* Exercise requirements *
A) Summarize the news item on Honduras in two sentences.
B) State whether each statement agrees with the news item on Honduras, and support each yes or no with the deciding words quoted from it: (i) The trade associations addressed their letter to US president Barack Obama. (ii) Honduras is described as the largest supplier of apparel to the US market. (iii) The trade associations called for restoring the constitutional order.
C) Write the next paragraph of the news item on Honduras, picking up after its final sentence.

* Text shown *
---

Honduras: CAFTA investors want "stability"
On July 11 seven US trade associations—including the American Apparel & Footwear Association (AAFA), the US Association of Importers of Textiles and Apparel (USA-ITA) and the US Chamber of Commerce—sent a letter to US president Barack Obama on the situation in Honduras. The letter stressed the "particular importance" Honduras has "for the US textile and apparel supply chain" and called it "the linchpin to the Western Hemisphere supply chain for this sector. Honduras is the third largest market for US textile mill products (US exports were $1.4 billion in 2008), the fourth largest supplier of apparel to the US market and the largest DR-CAFTA [Dominican Republic-Central America Free Trade Agreement] supplier to the United States."
The trade associations said nothing about restoring democracy or the constitutional order but emphasized the need for "[p]redictability and stability," which "are absolutely critical to US companies, especially in these difficult economic times." (Fibre2Fashion, July 11)

---

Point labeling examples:
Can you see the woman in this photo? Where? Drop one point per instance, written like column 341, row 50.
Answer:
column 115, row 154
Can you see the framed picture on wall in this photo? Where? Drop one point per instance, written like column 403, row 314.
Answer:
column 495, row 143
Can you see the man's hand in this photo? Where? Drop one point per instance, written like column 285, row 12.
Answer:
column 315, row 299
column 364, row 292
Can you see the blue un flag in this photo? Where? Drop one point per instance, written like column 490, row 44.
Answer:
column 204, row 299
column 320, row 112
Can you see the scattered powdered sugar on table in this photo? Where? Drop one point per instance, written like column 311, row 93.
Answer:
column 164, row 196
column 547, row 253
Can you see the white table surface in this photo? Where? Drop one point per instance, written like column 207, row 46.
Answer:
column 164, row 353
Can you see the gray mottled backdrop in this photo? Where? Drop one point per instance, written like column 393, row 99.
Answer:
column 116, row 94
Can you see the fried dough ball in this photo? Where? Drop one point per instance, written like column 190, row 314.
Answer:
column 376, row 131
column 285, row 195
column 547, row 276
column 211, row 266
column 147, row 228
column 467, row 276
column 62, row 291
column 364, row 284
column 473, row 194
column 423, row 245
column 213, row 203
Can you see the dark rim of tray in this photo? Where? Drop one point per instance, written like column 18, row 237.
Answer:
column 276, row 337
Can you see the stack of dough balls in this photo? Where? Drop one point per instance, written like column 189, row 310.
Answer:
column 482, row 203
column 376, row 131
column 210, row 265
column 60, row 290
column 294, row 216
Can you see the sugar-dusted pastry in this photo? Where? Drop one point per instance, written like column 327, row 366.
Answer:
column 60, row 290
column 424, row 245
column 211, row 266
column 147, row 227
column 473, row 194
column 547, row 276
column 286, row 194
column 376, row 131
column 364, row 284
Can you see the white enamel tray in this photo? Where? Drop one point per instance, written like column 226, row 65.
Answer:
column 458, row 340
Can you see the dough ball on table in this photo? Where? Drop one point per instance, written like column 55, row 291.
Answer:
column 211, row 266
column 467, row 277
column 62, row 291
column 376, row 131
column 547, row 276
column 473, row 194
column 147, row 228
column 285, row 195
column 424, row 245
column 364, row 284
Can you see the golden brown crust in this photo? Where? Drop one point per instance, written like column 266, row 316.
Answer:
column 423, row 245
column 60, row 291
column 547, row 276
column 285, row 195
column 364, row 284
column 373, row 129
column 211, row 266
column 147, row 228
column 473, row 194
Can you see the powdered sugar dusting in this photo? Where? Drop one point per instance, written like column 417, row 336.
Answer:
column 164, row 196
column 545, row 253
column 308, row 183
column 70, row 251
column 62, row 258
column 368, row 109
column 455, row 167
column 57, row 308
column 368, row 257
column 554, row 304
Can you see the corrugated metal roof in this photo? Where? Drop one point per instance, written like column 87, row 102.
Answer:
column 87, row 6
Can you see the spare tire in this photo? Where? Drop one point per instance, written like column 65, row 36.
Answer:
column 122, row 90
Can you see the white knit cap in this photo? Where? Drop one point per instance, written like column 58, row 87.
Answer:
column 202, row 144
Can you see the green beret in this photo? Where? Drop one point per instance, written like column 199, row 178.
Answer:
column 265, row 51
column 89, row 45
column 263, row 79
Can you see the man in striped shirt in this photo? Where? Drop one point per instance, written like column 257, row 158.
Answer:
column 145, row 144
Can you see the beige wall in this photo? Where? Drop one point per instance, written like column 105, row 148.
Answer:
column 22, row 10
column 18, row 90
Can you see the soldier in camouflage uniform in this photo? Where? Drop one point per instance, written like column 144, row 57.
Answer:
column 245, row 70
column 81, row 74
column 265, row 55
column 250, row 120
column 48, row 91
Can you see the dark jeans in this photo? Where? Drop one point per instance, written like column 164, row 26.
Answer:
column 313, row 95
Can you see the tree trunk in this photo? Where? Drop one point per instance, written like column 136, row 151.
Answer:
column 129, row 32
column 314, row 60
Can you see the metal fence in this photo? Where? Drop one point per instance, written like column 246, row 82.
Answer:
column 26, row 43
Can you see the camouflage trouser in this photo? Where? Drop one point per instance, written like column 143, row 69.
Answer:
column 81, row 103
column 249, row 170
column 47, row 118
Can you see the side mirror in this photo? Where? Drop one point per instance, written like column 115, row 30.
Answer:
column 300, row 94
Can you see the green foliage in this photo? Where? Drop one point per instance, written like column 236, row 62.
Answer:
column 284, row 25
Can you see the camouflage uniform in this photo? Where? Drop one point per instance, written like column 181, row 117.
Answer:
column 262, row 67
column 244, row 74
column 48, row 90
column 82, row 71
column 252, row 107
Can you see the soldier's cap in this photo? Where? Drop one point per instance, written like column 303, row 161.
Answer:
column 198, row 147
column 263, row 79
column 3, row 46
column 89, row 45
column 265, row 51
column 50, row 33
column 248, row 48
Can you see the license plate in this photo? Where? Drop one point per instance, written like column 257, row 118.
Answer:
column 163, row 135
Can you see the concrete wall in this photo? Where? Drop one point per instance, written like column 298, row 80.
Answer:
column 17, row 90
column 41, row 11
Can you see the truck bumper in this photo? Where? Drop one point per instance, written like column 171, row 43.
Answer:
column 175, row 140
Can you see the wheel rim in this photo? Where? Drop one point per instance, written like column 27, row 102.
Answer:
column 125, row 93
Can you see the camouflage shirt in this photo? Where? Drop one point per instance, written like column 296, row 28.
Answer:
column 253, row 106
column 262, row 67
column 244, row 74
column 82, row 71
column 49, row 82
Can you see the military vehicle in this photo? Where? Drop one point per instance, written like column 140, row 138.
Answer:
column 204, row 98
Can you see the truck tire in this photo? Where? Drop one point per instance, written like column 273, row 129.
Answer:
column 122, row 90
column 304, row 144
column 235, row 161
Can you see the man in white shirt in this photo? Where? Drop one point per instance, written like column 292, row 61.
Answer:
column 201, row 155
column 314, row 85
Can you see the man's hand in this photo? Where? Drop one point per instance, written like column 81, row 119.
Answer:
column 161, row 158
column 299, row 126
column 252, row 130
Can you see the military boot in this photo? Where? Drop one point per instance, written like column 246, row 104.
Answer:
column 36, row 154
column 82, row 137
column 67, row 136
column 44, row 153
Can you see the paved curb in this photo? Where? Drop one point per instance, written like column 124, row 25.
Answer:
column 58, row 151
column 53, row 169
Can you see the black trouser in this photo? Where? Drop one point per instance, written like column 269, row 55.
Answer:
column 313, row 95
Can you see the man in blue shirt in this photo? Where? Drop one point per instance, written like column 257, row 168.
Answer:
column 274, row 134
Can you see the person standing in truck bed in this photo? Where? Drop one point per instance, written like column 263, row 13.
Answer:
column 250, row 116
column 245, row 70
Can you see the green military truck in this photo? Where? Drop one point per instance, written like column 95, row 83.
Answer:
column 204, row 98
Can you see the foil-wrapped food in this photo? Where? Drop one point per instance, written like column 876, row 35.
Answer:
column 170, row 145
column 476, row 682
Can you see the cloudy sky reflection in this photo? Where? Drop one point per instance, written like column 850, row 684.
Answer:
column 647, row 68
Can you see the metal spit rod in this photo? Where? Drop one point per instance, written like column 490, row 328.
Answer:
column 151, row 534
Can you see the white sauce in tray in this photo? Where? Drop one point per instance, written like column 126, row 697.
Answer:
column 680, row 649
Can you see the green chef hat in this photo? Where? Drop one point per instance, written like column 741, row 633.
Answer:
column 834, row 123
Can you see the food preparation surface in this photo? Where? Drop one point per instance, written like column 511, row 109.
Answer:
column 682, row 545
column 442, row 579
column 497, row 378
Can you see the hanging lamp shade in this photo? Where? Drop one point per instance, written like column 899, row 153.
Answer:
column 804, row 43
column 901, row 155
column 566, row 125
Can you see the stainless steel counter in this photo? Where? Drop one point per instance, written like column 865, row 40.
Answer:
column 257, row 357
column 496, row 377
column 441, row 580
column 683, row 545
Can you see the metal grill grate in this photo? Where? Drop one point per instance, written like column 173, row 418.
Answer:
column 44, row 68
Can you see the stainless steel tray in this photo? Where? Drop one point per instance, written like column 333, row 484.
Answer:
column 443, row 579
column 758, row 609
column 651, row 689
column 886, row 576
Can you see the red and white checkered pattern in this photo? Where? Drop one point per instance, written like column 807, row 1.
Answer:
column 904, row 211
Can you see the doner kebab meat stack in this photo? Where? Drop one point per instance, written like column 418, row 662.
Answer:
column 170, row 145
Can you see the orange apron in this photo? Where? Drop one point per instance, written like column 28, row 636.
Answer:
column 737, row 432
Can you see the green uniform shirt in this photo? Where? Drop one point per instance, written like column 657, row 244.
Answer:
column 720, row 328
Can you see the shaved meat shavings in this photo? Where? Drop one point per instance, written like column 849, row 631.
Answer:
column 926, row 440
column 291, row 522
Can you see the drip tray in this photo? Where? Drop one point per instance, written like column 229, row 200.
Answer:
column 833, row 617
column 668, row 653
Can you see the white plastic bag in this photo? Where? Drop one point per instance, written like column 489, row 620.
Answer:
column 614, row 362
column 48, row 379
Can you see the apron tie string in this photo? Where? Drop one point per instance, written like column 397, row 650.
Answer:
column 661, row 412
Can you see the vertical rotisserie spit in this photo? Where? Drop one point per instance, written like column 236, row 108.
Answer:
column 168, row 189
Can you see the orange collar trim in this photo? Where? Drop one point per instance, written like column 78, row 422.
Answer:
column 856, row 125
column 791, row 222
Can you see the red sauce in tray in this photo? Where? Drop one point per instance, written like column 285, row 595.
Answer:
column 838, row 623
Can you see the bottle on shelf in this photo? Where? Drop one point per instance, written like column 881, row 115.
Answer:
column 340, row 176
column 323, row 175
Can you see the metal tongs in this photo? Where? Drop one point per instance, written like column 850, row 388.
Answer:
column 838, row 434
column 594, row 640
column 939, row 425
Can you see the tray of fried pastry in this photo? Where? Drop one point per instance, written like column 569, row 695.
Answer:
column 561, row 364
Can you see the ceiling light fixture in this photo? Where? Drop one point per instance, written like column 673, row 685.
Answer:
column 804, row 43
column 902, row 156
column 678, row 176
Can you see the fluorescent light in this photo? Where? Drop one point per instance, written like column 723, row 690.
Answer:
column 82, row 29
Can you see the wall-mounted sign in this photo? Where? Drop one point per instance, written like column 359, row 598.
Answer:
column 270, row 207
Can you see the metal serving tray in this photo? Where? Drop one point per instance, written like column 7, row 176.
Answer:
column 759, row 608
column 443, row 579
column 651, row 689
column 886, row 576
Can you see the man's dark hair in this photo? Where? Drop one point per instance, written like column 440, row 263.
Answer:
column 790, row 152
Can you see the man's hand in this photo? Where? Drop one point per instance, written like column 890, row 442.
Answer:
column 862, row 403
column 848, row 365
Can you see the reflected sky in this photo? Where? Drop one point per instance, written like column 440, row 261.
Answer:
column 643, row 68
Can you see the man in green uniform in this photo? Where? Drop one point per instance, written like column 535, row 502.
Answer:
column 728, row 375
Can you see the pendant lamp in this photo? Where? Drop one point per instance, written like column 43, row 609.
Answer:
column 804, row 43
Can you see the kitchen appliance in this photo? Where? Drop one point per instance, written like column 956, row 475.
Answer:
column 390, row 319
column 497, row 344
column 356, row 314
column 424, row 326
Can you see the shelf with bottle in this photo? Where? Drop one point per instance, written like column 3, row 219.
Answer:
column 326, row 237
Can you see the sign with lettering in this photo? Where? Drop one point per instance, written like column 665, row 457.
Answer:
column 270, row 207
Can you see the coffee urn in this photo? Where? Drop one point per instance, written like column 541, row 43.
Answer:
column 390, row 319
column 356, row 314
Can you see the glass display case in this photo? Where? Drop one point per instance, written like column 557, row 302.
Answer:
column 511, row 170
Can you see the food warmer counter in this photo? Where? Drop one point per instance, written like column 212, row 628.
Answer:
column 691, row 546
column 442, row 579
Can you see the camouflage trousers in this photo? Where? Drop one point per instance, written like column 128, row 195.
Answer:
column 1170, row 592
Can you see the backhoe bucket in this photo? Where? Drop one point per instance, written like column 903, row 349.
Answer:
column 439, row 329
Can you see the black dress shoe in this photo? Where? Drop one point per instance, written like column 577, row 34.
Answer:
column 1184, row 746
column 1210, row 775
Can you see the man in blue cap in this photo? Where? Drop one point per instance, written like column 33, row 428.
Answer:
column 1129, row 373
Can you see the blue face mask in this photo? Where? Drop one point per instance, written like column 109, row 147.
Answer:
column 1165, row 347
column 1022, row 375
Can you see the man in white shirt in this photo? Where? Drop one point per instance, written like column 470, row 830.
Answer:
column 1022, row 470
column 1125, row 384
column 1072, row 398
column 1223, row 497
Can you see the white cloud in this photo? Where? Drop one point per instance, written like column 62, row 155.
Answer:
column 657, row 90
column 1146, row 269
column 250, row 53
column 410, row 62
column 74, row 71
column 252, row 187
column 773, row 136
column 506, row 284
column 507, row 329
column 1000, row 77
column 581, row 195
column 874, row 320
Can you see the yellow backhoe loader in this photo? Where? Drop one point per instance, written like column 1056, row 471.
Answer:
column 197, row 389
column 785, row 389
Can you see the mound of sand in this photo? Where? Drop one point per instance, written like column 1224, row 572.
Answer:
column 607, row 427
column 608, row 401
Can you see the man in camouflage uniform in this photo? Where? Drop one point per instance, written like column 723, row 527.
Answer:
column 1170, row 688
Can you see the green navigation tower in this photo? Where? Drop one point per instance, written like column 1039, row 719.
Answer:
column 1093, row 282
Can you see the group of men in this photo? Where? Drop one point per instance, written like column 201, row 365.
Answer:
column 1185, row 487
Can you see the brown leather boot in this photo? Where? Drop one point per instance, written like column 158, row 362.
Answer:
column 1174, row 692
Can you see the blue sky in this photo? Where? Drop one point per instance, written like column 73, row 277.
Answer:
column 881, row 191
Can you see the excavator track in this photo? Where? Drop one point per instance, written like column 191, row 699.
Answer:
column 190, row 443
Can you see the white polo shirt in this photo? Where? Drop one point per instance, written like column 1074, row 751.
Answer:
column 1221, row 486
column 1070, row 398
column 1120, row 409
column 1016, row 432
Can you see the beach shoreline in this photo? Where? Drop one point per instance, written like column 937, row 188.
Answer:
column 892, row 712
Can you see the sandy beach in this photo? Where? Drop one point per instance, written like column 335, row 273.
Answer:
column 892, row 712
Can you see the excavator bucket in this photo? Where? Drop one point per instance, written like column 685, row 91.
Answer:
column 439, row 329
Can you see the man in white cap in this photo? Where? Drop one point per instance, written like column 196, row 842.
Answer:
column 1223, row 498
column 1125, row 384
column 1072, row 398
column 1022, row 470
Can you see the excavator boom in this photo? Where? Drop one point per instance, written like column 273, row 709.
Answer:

---

* Per-task outputs *
A) On July 11, seven US trade associations, including the AAFA, the USA-ITA and the US Chamber of Commerce, sent a letter to US president Barack Obama on the situation in Honduras, calling the country "the linchpin to the Western Hemisphere supply chain" for textiles and apparel. The associations said nothing about restoring democracy or the constitutional order but emphasized that predictability and stability are absolutely critical to US companies.

B)
(i) Yes: "sent a letter to US president Barack Obama on the situation in Honduras."
(ii) No: "the fourth largest supplier of apparel to the US market."
(iii) No: "said nothing about restoring democracy or the constitutional order."

C)
In contrast, a July 9 letter to US secretary of state Hillary Clinton signed by 35 Latin America experts from US universities insisted that "[a]nything less than the urgent restoration of President Manuel Zelaya to office would be an usurpation of the will of the Honduran people." "[C]oncessions of any kind to the coup government...would create a terrible precedent, showing other anti-democratically minded and power-hungry individuals that it can be worthwhile to carry out a military coup in order to advance their political agendas," warned the authors, who included Harvard emeritus professor John Womack, author and filmmaker Saul Landau, Central America expert Hector Perla, and authors and Central America experts Greg Grandin and Dana Frank. (El Financiero, Mexico, July 9; Common Dreams, July 9)
From Weekly News Update on the Americas, July 13
See our last post on Honduras.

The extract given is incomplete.